◆ **EXERCISE TASKS**
1. In the review of The Old Guard, which earlier films are credited to Prince-Bythewood?
2. Please continue the review of The Old Guard, picking up right after its last sentence.

◆ **DOCUMENT EXCERPT**

• • • •

There are a number of moments throughout The Old Guard where the pair embrace camp and trod into genuinely amusing and/or fun territory outside of the action. A mid-film defense by Kenzari about his feelings for his long-term lover after a pharma goon derogatorily refers to Marinelli as his “boyfriend” is a stirring embrace of the rhetorical “extra” that genuinely made me smile, and I only wished the film would have felt free enough to go there more often. The action sequences are, for the most part, entertaining, clearly-filmed, and well-choreographed. Occasionally, Prince-Bythewood, a fantastic director who helmed films like Beyond the Lights and Love & Basketball, uses the characters’ Wolverine-like healing factor to decent ends: a fight ends with bones snapped and guts exposed, or, in order to protect a defenseless person, the immortals suck up bullets like sponges while continuing the fight — but it really feels like a dry run for an inevitable sequel that will scale up the action exponentially, much in the same way that it did in the John Wick films.

• • • •

◆ **ENTRIES PROVIDED**

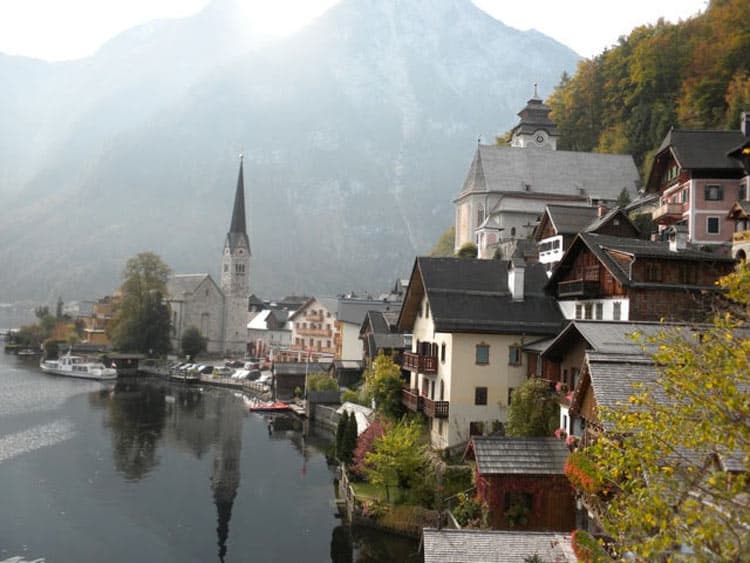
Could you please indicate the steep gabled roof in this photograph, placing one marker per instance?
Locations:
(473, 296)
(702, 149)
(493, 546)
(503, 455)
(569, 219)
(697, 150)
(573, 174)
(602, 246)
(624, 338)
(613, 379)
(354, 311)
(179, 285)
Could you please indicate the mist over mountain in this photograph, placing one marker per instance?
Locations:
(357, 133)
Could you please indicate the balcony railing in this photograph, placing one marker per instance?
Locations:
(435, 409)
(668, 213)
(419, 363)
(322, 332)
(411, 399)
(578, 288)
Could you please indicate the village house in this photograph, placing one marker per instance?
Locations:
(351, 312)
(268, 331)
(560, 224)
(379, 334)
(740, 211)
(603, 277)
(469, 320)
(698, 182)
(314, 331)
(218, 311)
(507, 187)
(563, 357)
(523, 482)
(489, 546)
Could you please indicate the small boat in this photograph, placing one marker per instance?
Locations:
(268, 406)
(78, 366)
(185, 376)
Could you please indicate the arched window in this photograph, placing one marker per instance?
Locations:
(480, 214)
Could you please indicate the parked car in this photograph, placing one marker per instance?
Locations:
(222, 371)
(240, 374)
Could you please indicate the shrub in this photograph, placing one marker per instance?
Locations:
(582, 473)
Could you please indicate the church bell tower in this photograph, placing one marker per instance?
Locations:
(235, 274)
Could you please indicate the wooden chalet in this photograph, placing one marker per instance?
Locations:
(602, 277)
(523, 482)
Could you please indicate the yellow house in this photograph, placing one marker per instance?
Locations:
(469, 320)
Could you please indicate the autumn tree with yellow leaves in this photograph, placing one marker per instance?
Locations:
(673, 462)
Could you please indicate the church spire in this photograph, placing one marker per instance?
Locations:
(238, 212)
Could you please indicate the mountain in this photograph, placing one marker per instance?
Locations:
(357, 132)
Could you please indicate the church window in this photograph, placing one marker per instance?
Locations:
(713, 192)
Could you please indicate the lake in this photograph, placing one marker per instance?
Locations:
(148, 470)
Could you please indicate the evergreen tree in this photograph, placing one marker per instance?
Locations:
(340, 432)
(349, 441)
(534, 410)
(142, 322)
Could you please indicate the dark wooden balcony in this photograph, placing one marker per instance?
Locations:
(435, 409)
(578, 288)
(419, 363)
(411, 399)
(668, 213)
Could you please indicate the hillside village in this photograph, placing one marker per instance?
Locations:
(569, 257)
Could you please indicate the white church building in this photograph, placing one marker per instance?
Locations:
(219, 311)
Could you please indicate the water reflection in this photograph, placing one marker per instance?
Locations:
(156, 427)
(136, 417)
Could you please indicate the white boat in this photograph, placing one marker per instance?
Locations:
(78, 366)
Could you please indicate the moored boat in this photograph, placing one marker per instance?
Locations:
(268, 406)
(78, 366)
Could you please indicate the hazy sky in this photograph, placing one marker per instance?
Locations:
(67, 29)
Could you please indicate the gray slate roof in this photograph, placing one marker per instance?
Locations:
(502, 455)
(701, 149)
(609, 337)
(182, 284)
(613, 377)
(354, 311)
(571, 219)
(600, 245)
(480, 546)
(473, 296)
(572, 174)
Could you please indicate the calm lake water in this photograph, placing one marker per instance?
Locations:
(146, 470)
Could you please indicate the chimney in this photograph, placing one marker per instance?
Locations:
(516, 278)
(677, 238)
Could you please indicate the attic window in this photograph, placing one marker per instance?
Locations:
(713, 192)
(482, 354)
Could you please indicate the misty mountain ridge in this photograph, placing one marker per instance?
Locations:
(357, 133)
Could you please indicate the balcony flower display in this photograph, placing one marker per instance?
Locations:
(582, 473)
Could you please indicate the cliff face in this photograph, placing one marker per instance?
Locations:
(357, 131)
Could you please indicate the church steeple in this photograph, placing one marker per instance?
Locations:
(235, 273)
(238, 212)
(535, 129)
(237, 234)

• • • •

◆ **WRITTEN RESPONSES**
1. Beyond the Lights and Love & Basketball.

2.
That franchise, I feel, is the optimum point of comparison for The Old Guard, though doesn’t have the chance of equalling the impossible thrills or beautiful and relatable simplicity of those films, which are, consequently, the reasons for its massive success and subsequent endearment by most action fans. That’s a lofty barrier for any nascent franchise to clear, but it is, perhaps, the best example for its success, no matter how much Prince-Blythewood, Rucka, and, chiefly, Netflix, want this to be the MCU. An ending stinger suggests this, and the streamer has often made big bets on their films becoming franchises without really having the desire to follow through with it after they debut — one need only look at how long it has taken a sequel to Bright to even get somewhere close to production, despite the services’ boasts of its extraordinary success from its own internal metrics (remember how long it took them to greenlight a second season of Stranger Things?).
Perhaps The Old Guard will be the film that truly breaks that trend, as it’s critically beloved in a way that few big-budget films on the platform are and, crucially, it’s alone in the blockbuster landscape for, at the very least, another month. But one has to wonder if it’s benefitting from that lack of competition, and if, in a more crowded marketplace, it might have been forgotten otherwise.